Bloco de texto:
———

As heroínas de filmes
e romances sempre dão lições de coragem aos homens. Alguém se lembra de
“Pecados íntimos”, com Kate Winslet? Na última cena do filme ela espera pelo
amante com quem vai fugir e deixar tudo para trás. Ele não aparece. É mais ou
menos o desfecho enfrentado no século XIX por Emma Bovary, a adúltera do
romance de Gustave Flaubert. Outro dia revi o filme “1984”, baseado em um dos
meus romances favoritos, escrito por George Orwell. La está Julia, a jovem que
se rebela contra o totalitarismo por meio do sexo e do amor, e arrasta seu
amante com ela. Todas essas personagens são almas mais livres que seus
parceiros – e se inspiram em comportamentos femininos reais.
De onde vem esse romantismo
terminal das mulheres? Eu não sei, mas ele está lá, desde que elas são
meninas. Talvez seja apenas um traço cultural – quando todas as formas de
realização públicas eram proibidas, o amor, a busca da felicidade íntima, era o
que restava. Mas o mundo (ao menos a nossa parte do mundo), não é mais assim.

———

Linhas apresentadas:
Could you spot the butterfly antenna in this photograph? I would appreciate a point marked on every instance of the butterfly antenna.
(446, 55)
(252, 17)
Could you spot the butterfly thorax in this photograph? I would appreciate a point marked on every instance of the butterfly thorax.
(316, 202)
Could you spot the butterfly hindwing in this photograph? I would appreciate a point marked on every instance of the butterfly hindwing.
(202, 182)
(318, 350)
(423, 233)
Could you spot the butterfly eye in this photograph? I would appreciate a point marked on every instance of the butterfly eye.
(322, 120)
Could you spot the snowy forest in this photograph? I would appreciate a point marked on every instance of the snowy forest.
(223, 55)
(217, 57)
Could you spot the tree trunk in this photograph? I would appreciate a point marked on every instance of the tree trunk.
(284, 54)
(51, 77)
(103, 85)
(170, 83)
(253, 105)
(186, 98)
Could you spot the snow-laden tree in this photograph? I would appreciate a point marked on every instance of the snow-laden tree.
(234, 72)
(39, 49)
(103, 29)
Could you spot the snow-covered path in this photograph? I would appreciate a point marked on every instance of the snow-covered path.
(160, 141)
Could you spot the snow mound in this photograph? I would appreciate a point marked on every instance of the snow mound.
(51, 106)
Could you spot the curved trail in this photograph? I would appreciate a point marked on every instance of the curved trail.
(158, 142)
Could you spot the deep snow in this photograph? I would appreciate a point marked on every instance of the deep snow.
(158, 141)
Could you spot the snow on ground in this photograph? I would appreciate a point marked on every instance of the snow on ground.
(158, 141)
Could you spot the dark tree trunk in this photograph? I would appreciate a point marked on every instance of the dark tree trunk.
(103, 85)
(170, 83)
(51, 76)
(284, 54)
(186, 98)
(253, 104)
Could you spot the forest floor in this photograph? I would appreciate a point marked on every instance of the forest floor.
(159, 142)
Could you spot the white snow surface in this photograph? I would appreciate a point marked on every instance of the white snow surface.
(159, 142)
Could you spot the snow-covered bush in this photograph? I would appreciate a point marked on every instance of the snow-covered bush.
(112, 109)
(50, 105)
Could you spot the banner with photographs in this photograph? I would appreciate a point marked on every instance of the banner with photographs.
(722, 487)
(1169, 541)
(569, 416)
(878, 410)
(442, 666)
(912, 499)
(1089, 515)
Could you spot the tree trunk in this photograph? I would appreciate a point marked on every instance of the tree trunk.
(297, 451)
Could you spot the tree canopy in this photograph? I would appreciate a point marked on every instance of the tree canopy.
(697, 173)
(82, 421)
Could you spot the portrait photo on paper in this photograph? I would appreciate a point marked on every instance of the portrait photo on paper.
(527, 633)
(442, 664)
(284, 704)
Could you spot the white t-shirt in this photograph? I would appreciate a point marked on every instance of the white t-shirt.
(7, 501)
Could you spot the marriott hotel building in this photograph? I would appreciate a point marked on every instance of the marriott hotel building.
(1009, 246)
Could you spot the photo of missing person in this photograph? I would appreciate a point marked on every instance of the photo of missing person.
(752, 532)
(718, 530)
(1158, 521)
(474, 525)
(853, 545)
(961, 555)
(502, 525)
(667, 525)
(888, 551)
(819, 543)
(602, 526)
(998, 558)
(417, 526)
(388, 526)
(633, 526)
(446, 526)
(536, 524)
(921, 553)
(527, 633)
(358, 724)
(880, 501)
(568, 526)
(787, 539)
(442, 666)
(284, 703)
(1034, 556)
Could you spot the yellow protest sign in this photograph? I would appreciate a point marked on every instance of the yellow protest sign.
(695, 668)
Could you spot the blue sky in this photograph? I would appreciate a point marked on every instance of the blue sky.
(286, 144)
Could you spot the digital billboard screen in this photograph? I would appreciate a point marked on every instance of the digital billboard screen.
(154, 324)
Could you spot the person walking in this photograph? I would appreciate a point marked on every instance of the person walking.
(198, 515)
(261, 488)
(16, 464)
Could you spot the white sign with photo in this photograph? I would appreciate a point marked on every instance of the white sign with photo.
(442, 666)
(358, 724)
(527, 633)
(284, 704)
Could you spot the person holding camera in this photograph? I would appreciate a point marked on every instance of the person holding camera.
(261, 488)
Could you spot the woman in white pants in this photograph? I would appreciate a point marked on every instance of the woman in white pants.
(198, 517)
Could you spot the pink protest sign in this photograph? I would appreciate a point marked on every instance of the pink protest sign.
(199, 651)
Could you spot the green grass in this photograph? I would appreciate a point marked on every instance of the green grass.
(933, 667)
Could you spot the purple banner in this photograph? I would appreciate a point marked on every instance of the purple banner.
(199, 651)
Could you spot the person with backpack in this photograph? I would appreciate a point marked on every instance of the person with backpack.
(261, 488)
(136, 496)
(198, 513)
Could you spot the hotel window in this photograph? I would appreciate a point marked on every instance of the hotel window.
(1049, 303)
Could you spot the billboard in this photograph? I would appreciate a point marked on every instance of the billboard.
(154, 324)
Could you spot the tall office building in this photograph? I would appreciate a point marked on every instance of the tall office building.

———

Objetivo da tarefa: Copie na íntegra, sem nenhuma alteração, o texto sobre as heroínas de filmes e romances.

Resposta do exercício:
As heroínas de filmes
e romances sempre dão lições de coragem aos homens. Alguém se lembra de
“Pecados íntimos”, com Kate Winslet? Na última cena do filme ela espera pelo
amante com quem vai fugir e deixar tudo para trás. Ele não aparece. É mais ou
menos o desfecho enfrentado no século XIX por Emma Bovary, a adúltera do
romance de Gustave Flaubert. Outro dia revi o filme “1984”, baseado em um dos
meus romances favoritos, escrito por George Orwell. La está Julia, a jovem que
se rebela contra o totalitarismo por meio do sexo e do amor, e arrasta seu
amante com ela. Todas essas personagens são almas mais livres que seus
parceiros – e se inspiram em comportamentos femininos reais.
De onde vem esse romantismo
terminal das mulheres? Eu não sei, mas ele está lá, desde que elas são
meninas. Talvez seja apenas um traço cultural – quando todas as formas de
realização públicas eram proibidas, o amor, a busca da felicidade íntima, era o
que restava. Mas o mundo (ao menos a nossa parte do mundo), não é mais assim.